_Excerpted records_
Segment Open

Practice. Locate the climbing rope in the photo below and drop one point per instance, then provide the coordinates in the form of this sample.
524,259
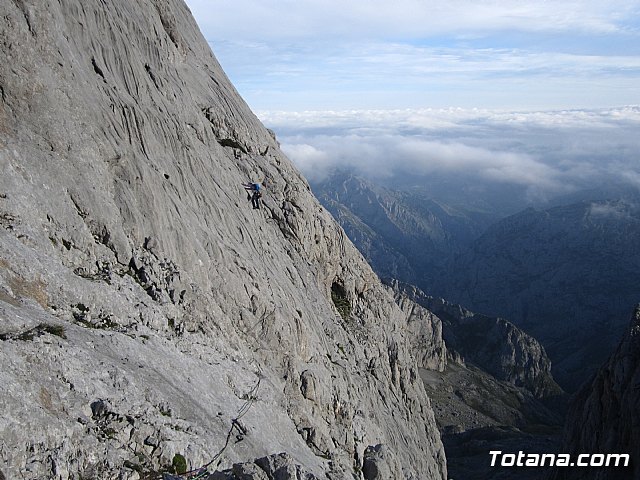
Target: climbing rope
203,471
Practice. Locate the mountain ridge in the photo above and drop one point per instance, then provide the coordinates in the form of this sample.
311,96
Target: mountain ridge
148,313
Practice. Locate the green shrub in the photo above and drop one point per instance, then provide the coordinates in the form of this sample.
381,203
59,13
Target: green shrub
341,300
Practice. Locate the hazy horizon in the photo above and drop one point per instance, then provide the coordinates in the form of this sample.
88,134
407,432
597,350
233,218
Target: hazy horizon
542,96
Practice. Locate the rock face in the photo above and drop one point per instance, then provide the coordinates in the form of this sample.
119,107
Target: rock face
604,417
493,344
150,320
566,274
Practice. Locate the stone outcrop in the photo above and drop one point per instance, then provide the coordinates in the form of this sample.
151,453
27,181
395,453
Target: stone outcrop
493,344
604,416
150,320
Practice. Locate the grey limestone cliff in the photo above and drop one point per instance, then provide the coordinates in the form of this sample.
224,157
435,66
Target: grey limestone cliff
604,416
150,320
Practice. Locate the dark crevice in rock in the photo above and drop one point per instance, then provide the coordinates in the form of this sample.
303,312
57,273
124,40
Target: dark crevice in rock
97,69
229,142
152,76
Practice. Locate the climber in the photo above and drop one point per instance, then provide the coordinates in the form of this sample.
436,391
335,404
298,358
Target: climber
254,192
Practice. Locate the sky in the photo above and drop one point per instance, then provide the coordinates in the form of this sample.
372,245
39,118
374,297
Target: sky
540,94
298,55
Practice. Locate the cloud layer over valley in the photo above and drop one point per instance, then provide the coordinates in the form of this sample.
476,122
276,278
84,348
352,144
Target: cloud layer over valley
545,153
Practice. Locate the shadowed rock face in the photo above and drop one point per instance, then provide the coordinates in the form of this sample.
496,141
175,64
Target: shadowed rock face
604,417
149,317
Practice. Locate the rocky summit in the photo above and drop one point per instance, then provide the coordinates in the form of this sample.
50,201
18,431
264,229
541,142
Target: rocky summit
152,322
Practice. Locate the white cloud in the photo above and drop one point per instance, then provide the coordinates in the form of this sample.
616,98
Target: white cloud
548,153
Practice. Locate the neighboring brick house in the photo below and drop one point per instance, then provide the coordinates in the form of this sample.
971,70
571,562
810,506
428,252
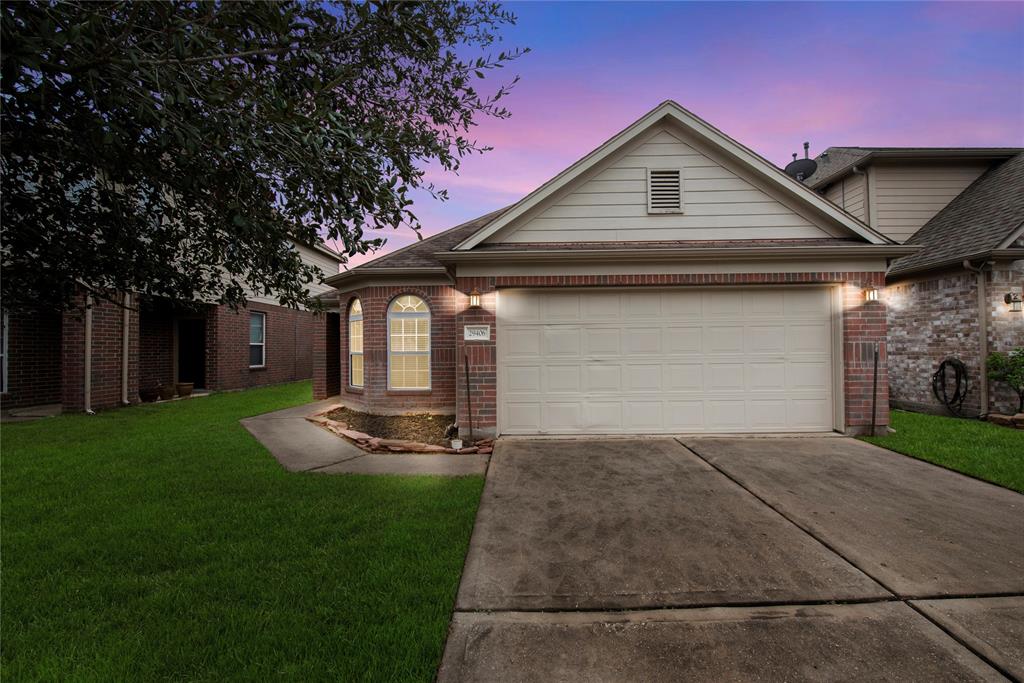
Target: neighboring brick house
152,342
965,207
672,281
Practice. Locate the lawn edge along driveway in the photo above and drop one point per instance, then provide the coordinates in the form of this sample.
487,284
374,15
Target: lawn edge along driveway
164,542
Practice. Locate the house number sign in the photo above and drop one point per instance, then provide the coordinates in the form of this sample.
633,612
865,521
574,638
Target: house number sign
476,332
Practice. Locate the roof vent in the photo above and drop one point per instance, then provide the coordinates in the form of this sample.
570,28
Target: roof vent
801,169
665,190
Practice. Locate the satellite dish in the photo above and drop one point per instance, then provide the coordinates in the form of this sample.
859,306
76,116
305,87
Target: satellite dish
801,169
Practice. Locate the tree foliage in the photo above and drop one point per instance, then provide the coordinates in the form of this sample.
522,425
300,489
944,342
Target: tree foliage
176,147
1009,369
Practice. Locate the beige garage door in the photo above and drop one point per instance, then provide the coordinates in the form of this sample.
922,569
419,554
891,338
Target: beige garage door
572,361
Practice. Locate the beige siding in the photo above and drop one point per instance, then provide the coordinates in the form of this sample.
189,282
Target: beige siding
610,203
908,196
849,195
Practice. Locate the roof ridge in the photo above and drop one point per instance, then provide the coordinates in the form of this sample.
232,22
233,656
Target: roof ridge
422,241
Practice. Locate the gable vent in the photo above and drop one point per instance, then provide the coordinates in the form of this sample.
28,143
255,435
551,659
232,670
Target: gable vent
665,190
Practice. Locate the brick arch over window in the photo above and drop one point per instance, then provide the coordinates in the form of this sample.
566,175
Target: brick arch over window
409,319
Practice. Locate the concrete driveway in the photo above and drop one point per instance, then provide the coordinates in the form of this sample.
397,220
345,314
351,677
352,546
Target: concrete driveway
813,558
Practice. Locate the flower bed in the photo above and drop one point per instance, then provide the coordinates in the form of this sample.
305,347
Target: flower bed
396,433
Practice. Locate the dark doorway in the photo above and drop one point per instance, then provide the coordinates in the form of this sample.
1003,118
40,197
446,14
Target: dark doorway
192,351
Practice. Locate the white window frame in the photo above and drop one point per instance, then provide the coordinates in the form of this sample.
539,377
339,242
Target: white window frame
4,334
363,335
430,340
261,344
682,201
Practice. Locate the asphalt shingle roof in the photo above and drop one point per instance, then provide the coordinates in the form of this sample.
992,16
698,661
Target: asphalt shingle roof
979,219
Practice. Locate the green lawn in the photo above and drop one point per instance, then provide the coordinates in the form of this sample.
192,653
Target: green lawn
979,449
163,542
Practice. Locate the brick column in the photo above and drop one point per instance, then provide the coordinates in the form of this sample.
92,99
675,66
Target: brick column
863,326
327,356
482,363
108,351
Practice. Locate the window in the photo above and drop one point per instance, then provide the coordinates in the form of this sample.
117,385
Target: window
355,344
257,340
409,343
665,190
3,353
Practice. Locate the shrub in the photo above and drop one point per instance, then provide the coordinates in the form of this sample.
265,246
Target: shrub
1009,369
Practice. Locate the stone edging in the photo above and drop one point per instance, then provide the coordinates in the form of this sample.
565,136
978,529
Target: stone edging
376,444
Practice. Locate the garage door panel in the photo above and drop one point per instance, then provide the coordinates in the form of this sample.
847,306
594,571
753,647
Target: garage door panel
807,337
642,341
561,417
561,341
723,339
684,377
563,379
766,376
603,415
683,340
522,343
765,339
665,360
602,341
603,378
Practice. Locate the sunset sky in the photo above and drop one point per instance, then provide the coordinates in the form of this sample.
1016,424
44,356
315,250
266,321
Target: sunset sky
770,75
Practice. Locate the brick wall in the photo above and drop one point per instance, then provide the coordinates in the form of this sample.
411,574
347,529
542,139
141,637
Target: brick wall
289,347
33,358
936,317
156,347
864,325
108,330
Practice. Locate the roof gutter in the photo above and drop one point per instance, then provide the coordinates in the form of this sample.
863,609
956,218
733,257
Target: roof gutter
356,275
676,254
1001,254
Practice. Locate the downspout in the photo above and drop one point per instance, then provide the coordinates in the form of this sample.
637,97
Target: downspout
87,403
867,195
982,337
125,323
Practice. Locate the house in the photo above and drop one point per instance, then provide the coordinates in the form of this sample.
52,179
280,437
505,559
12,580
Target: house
104,356
965,207
672,281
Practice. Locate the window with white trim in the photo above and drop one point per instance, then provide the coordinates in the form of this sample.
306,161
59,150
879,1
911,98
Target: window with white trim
409,343
3,353
665,190
355,343
257,339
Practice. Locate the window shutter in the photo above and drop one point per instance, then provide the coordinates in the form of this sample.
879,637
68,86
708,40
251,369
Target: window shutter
665,190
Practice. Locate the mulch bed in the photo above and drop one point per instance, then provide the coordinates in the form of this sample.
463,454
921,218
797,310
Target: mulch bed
422,428
395,433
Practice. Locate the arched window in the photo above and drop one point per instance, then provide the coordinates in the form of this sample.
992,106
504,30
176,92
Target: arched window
355,344
409,343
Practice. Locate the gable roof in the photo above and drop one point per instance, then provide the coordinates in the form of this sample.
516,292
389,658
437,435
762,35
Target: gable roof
835,163
418,257
983,218
702,131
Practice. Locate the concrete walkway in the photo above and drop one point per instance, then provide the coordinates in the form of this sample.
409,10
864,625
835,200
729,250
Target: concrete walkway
736,559
302,446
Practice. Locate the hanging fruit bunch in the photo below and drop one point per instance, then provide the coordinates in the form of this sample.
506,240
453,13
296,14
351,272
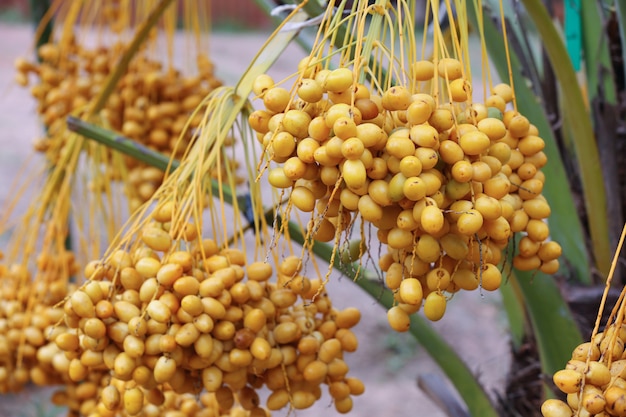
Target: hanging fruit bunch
151,103
40,268
395,139
594,380
175,307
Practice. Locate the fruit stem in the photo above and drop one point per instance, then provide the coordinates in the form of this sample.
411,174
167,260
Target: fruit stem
133,47
144,154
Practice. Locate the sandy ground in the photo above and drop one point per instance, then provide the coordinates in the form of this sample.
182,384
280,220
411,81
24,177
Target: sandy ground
387,362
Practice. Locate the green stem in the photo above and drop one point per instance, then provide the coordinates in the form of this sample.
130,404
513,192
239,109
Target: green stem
140,152
582,131
620,9
448,360
122,65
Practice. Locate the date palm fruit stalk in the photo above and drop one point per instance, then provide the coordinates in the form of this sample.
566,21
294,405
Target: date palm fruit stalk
175,305
445,180
39,270
152,102
595,378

Segment Closed

_Exercise goal_
What is needed is each line of the entries that contains the word "below".

_Solution to the problem_
Practice. Locate the climbing rope in the photo below and drop one point per instance, then provide the coordinates in the form of this sample.
Practice. Locate the neighboring brick house in the photo below and drop one point per instance, then provide the coordinates in the form of this sample.
Practice. Locate the hanging fruit bunch in the photo below and drop one point per instance, then provide the coordinates in the form of this sample.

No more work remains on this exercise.